A acontecer seria a "chuva dos pobres" e/ou um "reequilíbrio" hidrológico.

Mas também pode acontecer a precipitação vir a ocorrer no mar, o que não me espantava.
Vento moderado a forte predominante de NE, e água quente a sul.... (É o que prevê o WRF)


----------



## algarvio1980 (31 Out 2015 às 14:57)

Aqui, fica, para memória futura:


----------



## David sf (31 Out 2015 às 15:50)

GFS 12z carrega muito no Algarve, logo de manhã com acumulado superior a 50 mm em 3 horas:






Acumulados previstos nas próximas 27 horas, a maior parte a ocorrer em 9 horas:






A confirmar-se a previsão, nas primeiras 15 horas do mês ocorreria o dobro da Normal do mês de novembro.


----------



## ruka (31 Out 2015 às 16:14)

a confirmar exige aviso vermelho para o Algarve e laranja para Beja


----------



## Chasing Thunder (31 Out 2015 às 16:20)

E pronto nesta saída fica tudo mar


----------



## Orion (31 Out 2015 às 16:25)

Entradas de anotação de coordenadas:
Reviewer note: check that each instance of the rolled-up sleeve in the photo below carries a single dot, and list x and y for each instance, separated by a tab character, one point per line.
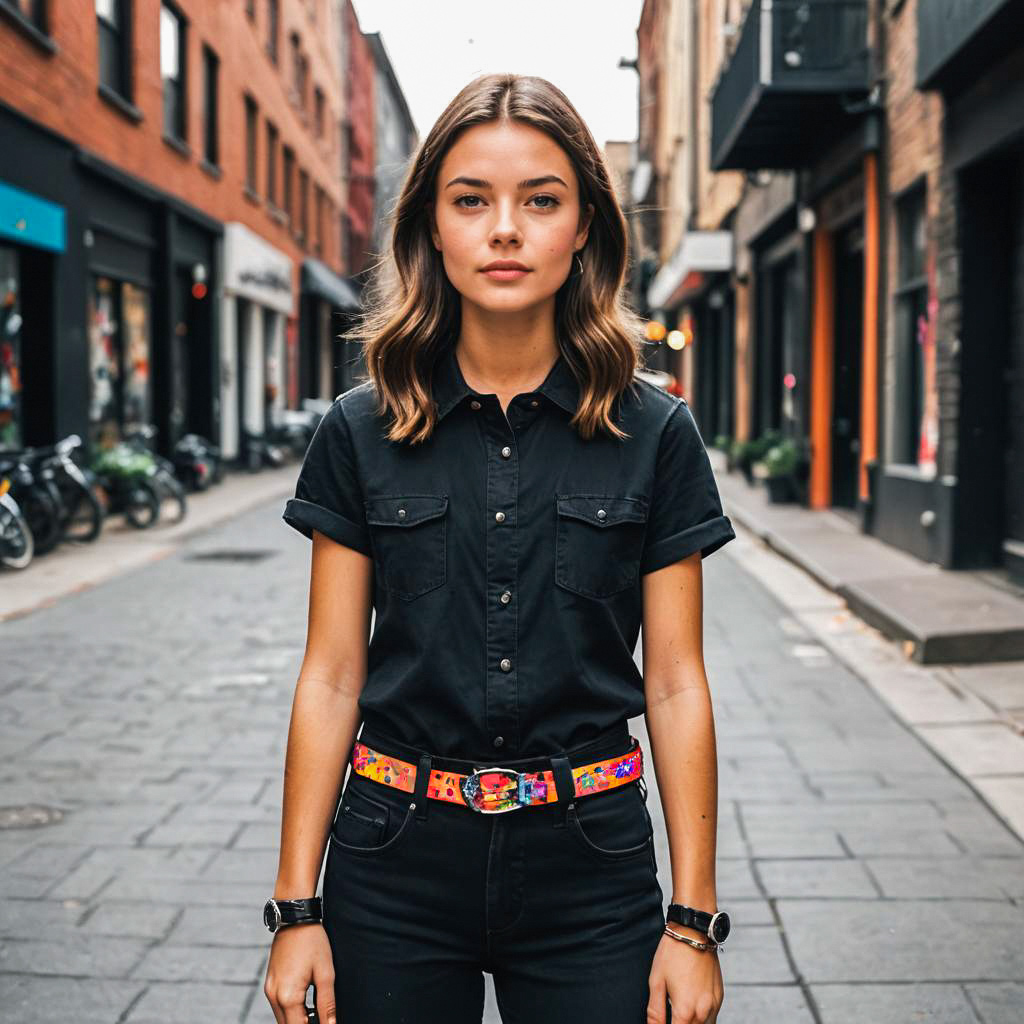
686	510
328	494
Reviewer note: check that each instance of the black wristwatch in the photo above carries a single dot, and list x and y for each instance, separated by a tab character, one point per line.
715	926
279	912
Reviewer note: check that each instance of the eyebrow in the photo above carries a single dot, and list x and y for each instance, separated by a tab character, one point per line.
547	179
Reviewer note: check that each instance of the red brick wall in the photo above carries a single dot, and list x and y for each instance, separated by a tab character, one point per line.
360	76
59	91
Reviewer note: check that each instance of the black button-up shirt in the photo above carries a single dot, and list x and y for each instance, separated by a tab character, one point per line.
507	556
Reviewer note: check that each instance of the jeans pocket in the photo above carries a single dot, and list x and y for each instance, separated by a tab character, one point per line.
611	826
370	826
598	543
409	537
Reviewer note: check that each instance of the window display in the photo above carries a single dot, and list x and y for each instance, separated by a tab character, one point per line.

• [TAREFAS]
- A) Na discussão sobre a previsão de chuva no Algarve, que acumulado prevê o GFS 12z para a manhã, e em quanto tempo?
- B) Continue a discussão sobre a previsão de chuva no Algarve a partir do ponto em que termina.

• [RESPOSTAS]
- A) Um acumulado superior a 50 mm em 3 horas.

- B)
Chasing Thunder disse:


> E pronto nesta saída fica tudo mar



Não vale a pena interpretar literalmente os modelos. Há algumas semanas os modelos indicavam que chuva muito intensa varreria S. Miguel (estando principalmente a norte do G. Oriental). Quando chegou a altura, a chuva mais severa ficou algumas centenas de quilómetros a sul do que estava modelado. A meu ver, nesta altura os modelos são bons para se ter uma ideia da chuva que pode cair. Já em termos de localização, por mais difícil que seja tendo em conta as expectativas elevadas, há que ver as cartas com uma pitada de sal.


----------



## james (31 Out 2015 às 16:40)

E, ainda hoje,  aqui no Minho,  estava prevista chuva forte e só caíram pouco mais que uns pingos,  pelo menos na minha zona...


----------



## stormy (31 Out 2015 às 16:48)

*Boas

Quanto á previsão convectiva, amanhã prevê-se um contexto sinóptico favorável a um episódio significativo no extremo sul e sueste do território.

Análise/Discussão*

Em altura um cold core deverá avançar de noroeste para sueste, para o Golfo de Cadiz, e depois de volta para norte.
Na periferia norte deste cold core, um forte jet de níveis médios e altos, com fluxo de ESE em altura deverá estar presente.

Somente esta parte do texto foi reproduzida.